-------- Text under study --------

Game Off is an annual game jam celebrating open source created by Lee Reilly in 2012 and sponsored by GitHub. Participants are given the entire month of November to build a game based on a theme–individually or as a team. Inspired by the Global Game Jam, it encourages collaborative game development and promotes the use and sharing of open source software.

== Intellectual property and licensing ==

The use of open source code and freely available assets is encouraged, but it is not a strict requirement. Participants are required to share the code in a public GitHub repository, but the creators own the intellectual property and may license the code however they like. E.g. the overall winner of Game Off V was Daemon vs. Demon, a game built with the open source Godot game engine, with the source licensed under the MIT license and some assets made available under CC-BY-NC 4.0 licenses.

== Past Themes ==

| Game Off | Theme |
|---|---|
| I (2012) | Forking, branching, cloning, pushing, pulling |
| II (2013) | Change |
| III (2015) | “The game has changed” |
| IV (2016) | Hacking, modding and/or augmenting |
| V (2017) | Throwback |
| VI (2018) | Hybrid |
| VII (2019) | Leaps and bounds |
| IX (2020) | MOONSHOT |
| X (2021) | BUG |
| XI (2022) | Cliché |
| XII (2023) | SCALE |
| XIII (2024) | SECRETS |
| XIV (2025) | WAVES |

== Competition Structure ==
Game Off I and II required participants to "fork" an empty GitHub source code repository. Many other game jams and hackathons have adopted this approach e.g. Netflix's Cloud Prize, and Canonical's Juju Charm Championship.

-------- Dataset extract --------

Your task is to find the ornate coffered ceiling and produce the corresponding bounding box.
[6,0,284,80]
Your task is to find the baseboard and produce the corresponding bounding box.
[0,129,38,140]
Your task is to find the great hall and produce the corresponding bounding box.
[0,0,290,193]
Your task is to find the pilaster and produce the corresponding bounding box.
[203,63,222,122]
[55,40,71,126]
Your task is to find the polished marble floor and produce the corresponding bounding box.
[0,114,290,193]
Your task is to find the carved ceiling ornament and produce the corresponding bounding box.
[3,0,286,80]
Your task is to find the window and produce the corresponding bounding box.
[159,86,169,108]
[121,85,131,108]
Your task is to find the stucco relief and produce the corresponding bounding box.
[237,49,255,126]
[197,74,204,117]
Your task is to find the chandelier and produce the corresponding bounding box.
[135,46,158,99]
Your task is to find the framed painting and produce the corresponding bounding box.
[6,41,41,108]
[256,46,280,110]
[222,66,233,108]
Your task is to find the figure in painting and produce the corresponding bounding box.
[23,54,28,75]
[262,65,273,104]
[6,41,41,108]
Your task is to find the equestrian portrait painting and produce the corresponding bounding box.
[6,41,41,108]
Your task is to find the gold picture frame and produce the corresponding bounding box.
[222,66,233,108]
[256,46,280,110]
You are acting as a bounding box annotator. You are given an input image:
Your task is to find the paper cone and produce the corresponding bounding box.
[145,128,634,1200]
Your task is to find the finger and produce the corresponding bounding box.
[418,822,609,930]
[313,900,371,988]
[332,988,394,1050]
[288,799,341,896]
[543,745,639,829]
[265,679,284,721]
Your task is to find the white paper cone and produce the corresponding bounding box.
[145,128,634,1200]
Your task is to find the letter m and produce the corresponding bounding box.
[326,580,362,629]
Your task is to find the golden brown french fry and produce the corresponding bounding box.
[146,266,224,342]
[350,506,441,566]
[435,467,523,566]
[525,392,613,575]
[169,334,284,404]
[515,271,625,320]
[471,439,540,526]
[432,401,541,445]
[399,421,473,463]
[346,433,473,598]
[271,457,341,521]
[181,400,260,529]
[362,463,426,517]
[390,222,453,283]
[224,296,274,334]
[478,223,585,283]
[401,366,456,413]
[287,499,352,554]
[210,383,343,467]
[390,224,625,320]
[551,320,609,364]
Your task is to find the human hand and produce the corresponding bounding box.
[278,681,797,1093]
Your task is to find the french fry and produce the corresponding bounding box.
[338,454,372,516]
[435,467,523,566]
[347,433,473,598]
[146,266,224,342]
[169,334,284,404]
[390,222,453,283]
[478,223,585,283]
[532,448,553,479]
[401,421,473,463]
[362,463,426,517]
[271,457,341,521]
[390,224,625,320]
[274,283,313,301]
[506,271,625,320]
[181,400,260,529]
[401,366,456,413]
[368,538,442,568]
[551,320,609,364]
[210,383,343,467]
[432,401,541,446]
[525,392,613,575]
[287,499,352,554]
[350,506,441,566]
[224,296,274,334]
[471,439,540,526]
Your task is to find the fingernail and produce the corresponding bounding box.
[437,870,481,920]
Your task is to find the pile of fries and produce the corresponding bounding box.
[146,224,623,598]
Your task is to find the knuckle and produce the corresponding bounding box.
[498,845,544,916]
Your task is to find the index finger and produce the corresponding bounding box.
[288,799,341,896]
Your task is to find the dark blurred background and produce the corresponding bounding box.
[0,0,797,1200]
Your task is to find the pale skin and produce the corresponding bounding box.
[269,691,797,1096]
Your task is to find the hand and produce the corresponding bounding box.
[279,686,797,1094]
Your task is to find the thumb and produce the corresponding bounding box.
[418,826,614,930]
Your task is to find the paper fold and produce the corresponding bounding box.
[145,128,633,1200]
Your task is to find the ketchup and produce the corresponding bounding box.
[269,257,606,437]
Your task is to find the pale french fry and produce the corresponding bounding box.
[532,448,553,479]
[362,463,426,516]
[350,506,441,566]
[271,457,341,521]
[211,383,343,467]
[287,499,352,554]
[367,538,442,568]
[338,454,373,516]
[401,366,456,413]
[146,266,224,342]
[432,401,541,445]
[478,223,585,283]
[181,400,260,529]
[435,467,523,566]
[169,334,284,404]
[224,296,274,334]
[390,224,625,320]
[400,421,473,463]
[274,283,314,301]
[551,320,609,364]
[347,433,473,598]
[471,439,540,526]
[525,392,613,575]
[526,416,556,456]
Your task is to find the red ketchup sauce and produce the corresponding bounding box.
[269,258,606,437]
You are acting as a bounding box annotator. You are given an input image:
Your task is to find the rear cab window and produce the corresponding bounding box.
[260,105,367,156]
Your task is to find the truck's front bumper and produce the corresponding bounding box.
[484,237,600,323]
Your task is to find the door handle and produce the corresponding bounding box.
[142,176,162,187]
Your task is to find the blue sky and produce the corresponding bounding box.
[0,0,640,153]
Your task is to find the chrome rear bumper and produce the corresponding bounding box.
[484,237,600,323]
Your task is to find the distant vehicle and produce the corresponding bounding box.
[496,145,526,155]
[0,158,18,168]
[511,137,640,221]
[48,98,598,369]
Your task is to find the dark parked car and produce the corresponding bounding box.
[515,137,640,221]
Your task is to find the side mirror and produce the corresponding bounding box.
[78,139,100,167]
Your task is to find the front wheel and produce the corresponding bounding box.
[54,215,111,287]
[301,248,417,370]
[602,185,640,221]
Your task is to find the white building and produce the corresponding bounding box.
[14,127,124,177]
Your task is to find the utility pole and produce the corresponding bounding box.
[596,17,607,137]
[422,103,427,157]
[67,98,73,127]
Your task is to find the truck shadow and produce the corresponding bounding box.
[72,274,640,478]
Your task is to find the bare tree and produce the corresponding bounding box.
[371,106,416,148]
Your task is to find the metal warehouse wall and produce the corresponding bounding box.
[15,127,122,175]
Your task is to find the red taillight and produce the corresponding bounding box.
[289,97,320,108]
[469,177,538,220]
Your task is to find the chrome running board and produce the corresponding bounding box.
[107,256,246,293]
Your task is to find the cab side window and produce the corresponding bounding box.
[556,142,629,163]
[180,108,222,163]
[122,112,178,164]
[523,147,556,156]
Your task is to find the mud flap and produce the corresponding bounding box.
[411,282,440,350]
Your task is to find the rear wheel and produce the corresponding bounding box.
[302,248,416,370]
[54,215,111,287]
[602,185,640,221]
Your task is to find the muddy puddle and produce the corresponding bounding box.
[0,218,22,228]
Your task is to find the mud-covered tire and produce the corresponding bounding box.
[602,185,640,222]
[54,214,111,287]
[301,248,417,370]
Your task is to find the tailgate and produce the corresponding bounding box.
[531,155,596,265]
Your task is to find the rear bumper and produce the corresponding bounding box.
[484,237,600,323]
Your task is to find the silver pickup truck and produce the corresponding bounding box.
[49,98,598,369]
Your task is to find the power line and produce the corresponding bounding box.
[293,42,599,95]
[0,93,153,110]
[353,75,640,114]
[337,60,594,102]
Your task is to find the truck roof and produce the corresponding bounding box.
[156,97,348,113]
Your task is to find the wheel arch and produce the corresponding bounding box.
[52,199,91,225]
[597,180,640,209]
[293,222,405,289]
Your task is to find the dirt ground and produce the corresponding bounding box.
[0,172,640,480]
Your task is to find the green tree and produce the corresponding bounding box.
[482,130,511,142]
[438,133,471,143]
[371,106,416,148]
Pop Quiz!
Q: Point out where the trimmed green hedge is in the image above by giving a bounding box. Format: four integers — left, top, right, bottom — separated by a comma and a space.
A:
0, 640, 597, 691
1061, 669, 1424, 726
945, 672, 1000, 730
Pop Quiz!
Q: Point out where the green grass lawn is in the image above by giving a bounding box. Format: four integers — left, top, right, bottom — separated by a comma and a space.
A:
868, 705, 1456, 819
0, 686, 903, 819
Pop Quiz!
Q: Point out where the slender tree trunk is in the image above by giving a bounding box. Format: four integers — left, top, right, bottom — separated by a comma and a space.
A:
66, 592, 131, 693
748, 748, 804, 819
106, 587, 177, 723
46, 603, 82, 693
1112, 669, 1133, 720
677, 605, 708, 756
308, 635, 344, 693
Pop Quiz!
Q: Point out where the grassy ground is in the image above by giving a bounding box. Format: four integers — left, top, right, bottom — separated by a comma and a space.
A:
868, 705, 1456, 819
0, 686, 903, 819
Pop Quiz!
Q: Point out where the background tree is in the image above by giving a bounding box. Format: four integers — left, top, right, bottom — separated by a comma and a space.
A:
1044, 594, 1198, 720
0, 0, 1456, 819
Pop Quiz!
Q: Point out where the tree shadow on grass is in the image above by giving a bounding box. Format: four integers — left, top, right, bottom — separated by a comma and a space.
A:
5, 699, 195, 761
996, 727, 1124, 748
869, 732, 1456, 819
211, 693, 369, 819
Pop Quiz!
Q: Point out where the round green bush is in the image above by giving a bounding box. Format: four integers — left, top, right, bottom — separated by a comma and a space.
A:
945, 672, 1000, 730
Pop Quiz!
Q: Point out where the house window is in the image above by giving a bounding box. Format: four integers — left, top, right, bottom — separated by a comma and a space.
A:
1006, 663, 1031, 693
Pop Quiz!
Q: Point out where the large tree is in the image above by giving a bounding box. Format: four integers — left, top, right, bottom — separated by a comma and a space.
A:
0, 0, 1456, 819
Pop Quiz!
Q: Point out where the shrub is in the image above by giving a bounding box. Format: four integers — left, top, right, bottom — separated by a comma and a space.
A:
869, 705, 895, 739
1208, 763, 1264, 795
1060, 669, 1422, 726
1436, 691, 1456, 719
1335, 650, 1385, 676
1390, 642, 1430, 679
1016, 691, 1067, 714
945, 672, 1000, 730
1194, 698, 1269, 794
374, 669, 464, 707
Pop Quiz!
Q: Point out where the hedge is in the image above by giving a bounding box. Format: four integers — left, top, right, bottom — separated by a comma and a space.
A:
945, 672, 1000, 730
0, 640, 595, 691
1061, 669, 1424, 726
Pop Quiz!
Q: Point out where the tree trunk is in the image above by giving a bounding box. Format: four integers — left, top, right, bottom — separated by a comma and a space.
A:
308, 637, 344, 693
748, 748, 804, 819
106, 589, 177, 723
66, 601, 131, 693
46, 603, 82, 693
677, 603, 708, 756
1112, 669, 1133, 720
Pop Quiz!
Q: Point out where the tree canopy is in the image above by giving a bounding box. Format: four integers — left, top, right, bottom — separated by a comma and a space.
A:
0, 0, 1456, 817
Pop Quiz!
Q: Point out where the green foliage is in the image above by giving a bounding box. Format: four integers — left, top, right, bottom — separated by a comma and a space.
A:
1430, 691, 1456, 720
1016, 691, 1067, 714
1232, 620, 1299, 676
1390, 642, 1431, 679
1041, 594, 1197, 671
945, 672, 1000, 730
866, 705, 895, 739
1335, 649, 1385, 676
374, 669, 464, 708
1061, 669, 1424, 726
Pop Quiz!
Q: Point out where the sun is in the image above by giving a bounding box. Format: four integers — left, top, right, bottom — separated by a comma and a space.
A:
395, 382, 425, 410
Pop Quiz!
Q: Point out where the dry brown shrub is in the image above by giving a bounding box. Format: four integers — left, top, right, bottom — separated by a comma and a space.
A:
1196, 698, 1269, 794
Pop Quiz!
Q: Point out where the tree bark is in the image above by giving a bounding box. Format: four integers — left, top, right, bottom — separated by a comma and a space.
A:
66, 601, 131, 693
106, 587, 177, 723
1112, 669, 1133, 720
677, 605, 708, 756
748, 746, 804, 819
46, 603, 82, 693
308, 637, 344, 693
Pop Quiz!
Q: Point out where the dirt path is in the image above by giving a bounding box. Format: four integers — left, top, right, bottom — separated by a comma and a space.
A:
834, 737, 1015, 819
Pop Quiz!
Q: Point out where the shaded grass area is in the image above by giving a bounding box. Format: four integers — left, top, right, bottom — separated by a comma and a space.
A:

--------

Using the Game Off text above, decide whether each statement agrees with it. Answer yes or no for each, and quote the words of the text that settle it.
1. Game Off participants must release their code under an open source license.
2. Participants in Game Off have the whole month of November to make their game.
3. Game Off I and II asked participants to fork an empty GitHub repository.

--- Response ---
1. No: "the creators own the intellectual property and may license the code however they like."
2. Yes: "Participants are given the entire month of November to build a game based on a theme."
3. Yes: "Game Off I and II required participants to "fork" an empty GitHub source code repository."